[[ Input data, beginning ]]

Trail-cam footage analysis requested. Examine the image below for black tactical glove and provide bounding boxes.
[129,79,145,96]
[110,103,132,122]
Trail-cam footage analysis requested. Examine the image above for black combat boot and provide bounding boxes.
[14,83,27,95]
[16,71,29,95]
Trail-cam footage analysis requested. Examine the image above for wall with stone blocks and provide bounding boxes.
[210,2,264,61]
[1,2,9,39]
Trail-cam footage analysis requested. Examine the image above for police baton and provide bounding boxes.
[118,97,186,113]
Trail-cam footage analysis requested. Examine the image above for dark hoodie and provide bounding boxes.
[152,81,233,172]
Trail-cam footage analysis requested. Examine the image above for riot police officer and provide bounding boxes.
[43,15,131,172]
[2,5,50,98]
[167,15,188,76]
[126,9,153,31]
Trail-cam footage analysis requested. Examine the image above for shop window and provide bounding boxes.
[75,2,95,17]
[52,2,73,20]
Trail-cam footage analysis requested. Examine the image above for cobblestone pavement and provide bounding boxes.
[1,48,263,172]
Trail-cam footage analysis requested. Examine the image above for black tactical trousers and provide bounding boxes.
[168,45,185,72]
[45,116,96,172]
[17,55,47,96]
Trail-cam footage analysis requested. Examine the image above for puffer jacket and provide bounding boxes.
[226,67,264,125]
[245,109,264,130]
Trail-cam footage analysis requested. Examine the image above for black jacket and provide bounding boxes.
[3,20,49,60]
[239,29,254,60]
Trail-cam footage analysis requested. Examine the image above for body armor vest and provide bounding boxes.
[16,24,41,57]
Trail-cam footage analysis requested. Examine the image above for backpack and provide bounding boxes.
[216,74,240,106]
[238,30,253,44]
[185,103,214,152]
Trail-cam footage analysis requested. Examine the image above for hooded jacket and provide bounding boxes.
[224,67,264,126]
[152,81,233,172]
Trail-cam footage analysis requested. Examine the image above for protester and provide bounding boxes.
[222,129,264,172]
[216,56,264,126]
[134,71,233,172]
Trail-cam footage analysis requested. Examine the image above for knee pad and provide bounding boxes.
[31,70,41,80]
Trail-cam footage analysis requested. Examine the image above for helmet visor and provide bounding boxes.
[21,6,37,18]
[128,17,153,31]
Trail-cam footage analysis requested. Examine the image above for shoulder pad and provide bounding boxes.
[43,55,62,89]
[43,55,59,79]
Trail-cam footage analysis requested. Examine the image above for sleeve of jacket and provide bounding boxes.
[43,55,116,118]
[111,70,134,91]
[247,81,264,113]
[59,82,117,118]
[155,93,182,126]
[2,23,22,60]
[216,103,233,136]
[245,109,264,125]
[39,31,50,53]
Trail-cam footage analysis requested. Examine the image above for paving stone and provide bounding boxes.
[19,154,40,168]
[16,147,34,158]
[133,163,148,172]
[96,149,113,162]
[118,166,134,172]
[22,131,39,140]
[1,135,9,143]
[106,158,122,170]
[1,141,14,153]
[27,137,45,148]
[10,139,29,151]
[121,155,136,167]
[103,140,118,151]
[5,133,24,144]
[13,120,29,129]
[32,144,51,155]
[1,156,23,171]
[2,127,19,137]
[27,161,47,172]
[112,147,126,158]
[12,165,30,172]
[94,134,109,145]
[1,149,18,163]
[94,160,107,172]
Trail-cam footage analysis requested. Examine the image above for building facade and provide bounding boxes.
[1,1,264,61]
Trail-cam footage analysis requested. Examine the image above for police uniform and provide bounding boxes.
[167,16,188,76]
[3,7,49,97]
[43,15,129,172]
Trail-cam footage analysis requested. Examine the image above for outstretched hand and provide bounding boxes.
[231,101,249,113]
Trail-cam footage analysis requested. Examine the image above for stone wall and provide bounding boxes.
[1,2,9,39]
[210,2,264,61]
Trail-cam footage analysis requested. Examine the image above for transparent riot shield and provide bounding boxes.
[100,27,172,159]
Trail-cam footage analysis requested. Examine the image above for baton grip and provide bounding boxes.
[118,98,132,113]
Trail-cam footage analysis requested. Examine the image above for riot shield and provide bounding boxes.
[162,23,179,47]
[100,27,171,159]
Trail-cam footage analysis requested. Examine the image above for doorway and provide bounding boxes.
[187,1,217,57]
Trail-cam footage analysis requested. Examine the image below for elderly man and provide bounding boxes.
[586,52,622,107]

[[ Input data, end ]]
[[ Input data, beginning ]]

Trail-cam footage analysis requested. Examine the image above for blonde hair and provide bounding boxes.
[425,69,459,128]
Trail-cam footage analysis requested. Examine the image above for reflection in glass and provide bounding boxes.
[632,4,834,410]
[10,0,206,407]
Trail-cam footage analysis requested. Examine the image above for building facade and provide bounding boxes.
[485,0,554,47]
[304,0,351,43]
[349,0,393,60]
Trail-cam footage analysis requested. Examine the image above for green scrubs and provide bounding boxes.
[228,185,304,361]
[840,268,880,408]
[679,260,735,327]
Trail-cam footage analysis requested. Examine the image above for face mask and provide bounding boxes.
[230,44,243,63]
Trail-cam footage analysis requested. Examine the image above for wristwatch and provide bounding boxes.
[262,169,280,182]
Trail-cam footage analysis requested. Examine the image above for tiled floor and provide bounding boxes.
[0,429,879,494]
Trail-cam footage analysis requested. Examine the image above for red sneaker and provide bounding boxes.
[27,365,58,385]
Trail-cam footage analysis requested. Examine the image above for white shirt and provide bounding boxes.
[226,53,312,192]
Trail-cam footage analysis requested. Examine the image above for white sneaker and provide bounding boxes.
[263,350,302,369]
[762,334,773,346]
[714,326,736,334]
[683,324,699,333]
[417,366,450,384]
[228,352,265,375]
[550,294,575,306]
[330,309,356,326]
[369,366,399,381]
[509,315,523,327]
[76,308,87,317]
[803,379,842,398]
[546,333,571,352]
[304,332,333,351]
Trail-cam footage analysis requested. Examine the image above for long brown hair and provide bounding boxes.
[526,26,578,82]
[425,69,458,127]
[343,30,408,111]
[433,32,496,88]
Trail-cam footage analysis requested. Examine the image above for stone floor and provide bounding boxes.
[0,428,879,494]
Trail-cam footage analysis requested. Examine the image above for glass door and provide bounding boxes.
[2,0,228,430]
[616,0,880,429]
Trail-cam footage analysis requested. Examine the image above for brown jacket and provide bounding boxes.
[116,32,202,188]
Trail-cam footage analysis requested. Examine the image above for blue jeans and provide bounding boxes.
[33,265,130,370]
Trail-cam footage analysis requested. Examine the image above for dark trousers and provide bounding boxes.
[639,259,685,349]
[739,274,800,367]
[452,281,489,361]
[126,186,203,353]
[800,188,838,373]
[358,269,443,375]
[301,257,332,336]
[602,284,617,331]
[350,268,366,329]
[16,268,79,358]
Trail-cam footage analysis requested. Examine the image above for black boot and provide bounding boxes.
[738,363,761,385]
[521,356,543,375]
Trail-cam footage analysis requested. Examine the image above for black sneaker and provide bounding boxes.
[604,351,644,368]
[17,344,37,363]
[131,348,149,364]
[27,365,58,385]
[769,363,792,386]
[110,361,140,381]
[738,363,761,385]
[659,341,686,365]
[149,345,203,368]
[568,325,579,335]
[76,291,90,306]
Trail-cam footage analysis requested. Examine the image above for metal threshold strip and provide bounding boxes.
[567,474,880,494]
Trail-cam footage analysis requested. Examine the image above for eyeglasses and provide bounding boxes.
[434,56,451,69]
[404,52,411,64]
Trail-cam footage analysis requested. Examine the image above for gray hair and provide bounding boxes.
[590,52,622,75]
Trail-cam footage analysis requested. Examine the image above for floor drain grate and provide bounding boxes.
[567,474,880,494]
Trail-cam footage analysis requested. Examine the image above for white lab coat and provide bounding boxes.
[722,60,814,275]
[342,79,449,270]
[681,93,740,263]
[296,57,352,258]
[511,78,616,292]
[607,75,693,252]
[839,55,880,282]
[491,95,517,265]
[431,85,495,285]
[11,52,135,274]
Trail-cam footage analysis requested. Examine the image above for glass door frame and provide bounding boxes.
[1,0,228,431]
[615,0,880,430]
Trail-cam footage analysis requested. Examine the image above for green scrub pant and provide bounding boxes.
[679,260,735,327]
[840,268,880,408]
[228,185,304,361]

[[ Input data, end ]]
[[ Input data, beginning ]]

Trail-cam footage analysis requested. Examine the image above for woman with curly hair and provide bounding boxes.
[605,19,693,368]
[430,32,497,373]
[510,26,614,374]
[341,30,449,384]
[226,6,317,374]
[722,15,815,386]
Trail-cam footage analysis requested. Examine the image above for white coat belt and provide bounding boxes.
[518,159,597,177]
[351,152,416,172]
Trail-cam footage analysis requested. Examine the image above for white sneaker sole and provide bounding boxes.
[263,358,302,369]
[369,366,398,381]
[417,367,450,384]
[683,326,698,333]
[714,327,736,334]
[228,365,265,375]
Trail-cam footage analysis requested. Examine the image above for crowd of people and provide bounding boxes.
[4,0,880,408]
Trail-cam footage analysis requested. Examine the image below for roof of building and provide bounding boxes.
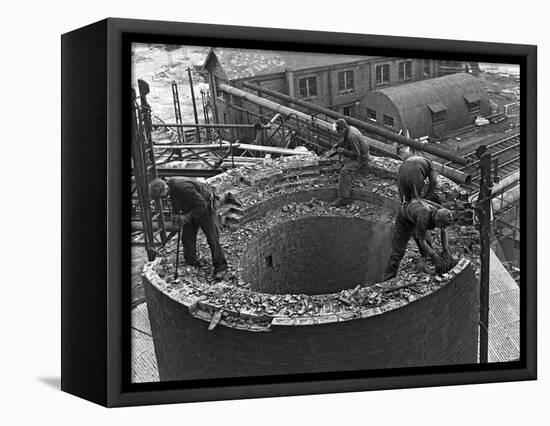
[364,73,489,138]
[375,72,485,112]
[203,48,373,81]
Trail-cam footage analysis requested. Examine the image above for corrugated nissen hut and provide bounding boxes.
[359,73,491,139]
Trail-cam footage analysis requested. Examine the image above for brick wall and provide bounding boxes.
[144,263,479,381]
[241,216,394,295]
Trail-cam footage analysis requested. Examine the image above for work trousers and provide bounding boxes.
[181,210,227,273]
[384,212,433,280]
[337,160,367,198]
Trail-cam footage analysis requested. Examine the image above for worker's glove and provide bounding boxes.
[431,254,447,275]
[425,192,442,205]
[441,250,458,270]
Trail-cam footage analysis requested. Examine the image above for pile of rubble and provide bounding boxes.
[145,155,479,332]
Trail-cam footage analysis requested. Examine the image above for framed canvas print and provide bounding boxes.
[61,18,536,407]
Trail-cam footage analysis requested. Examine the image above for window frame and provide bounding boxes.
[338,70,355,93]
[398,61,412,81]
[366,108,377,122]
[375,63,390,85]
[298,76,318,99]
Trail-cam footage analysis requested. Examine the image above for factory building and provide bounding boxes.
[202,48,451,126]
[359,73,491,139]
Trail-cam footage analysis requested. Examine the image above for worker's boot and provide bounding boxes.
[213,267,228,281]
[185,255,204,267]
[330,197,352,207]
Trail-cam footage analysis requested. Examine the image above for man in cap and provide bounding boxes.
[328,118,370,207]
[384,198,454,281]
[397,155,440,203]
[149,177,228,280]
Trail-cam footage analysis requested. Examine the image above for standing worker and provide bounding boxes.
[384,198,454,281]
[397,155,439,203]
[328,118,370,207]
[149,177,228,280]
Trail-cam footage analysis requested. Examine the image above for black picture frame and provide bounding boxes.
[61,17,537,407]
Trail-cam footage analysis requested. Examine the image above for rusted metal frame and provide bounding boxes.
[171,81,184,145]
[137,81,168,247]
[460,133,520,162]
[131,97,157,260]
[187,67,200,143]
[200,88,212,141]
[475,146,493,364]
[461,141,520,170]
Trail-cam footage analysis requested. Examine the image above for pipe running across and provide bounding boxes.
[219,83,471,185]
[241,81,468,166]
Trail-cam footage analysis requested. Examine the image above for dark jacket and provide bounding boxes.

[[ Input data, end ]]

Among the lines above, find the one with "across and provide bounding boxes." and the one with "dark jacket and provide bounding boxes.". Quote both and everything between them, exactly.

Trail-cam footage analysis requested. Examine the image above for pipe running across and provide bounding boxes.
[219,83,471,185]
[241,81,468,166]
Trail-cam footage analysis requested. Examine the image above for dark jacket and provide bounding boxes.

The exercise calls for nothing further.